One press release mentions that the central figure, Noodin-Kwe, is 150 years old. Could you say she is a symbolic figure and that the opera is in the mode of magic realism?
SDW: Noodin-Kwe’s age is symbolic to this story, as she represents seven generations of historical knowledge. As a girl she witnessed the French-Indian Seven Years’ War, and the Royal Proclamation of 1763. The Proclamation is an important event, because it has really shaped and affected how we relate with one another and the land that we are standing on, and has impacted Canada’s relationship to its Indigenous people and vice-versa. Although the year 1867 may be viewed as the official birth of Canada, a lot of history precedes this date.
Myself, I didn’t write this work as magic realism, however, I am quite aware that some audiences could easily read the work from this point of view. This is perfectly fine with me; everyone has their own entry-point into a work of art. My frame of reference is traditional Anishnaabe storytelling methods, but also includes classical and contemporary forms of theatre to the more experimental modes of performance, including the more diary-based and poetic forms of writing. But this opera is heavily rooted in the history of Northern Ontario, and would not ask audiences to imagine that it is a parallel universe.

= = = =

What this exercise asks:
1) From the opera interview, output the stretch from "SDW: Noodin-Kwe’s age" through "precedes this date." verbatim.
2) Write the next part of the opera interview, picking up right after its final sentence.

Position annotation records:
= = = =

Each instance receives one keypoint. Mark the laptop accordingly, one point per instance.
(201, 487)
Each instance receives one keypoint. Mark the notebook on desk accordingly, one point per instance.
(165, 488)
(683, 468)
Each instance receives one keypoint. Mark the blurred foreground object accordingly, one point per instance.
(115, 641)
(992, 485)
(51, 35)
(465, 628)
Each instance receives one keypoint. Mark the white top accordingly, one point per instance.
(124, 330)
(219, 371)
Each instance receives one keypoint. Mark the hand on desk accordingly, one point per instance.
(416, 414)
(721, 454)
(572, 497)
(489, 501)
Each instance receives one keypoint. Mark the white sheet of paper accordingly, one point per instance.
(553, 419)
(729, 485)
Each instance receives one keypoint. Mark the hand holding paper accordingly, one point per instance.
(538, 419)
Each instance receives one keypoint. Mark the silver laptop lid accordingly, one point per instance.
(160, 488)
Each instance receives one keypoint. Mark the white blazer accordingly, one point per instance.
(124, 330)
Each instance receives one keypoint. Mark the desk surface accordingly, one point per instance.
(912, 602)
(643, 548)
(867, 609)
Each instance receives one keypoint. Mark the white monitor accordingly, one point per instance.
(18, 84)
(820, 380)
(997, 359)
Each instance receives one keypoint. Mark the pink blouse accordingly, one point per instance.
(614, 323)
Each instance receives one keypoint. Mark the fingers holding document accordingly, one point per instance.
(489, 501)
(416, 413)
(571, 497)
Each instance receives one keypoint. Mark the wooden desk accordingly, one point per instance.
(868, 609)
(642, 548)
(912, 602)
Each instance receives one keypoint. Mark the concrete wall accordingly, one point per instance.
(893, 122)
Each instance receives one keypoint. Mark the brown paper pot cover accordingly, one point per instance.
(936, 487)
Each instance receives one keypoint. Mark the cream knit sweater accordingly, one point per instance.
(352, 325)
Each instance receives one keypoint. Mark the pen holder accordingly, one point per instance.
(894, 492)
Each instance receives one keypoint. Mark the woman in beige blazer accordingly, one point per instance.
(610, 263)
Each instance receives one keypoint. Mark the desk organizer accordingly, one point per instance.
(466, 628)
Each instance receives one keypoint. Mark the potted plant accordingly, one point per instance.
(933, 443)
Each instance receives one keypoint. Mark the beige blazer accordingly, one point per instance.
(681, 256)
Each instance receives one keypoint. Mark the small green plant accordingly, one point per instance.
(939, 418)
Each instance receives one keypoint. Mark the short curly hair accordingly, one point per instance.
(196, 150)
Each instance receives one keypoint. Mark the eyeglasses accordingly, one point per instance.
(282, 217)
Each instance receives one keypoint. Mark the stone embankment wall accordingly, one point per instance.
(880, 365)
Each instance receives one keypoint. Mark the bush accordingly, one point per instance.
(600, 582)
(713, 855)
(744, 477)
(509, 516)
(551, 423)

= = = =

Answers for the exercise:
1)
SDW: Noodin-Kwe’s age is symbolic to this story, as she represents seven generations of historical knowledge. As a girl she witnessed the French-Indian Seven Years’ War, and the Royal Proclamation of 1763. The Proclamation is an important event, because it has really shaped and affected how we relate with one another and the land that we are standing on, and has impacted Canada’s relationship to its Indigenous people and vice-versa. Although the year 1867 may be viewed as the official birth of Canada, a lot of history precedes this date.

2)
Certainly some images in the work may cause us to understand a story better because we tend to filter and process them from our own experience or knowledge. This can be helpful when trying to build mutual understanding, but to suggest that histories are universal is a fine line to blur. I wrote this work in line with Anishnaabe storytelling methods because they are packed with teachings, and I used poetic and comedic dynamics interspersed with the tragic elements that we find in Grand Opera forms. This way we can laugh our way through tragedy, making some of this reality a bit more bearable.
I note that Giiwedin translates as "North Wind." Why this title?
SDW: Giiwedin/The North Wind is symbolic of Northern Ontario, and Noodin-Kwe’s name translates into Wind Woman. Wind has inspired many mythologies and stories that easily lend to Grand Opera forms. We felt this story was no exception, as it is epic in scope and spans time and space. Wind plays a symbolic role in this opera, because it has the power to affect the spread of other elements such as fire and water. Wind forces, like the North Wind, have a lot of impact on the shaping or reshaping of land-forms, like the effect that colonialism has had on these lands.
I see you have collaborated before on short operas. Is this your first full-length opera?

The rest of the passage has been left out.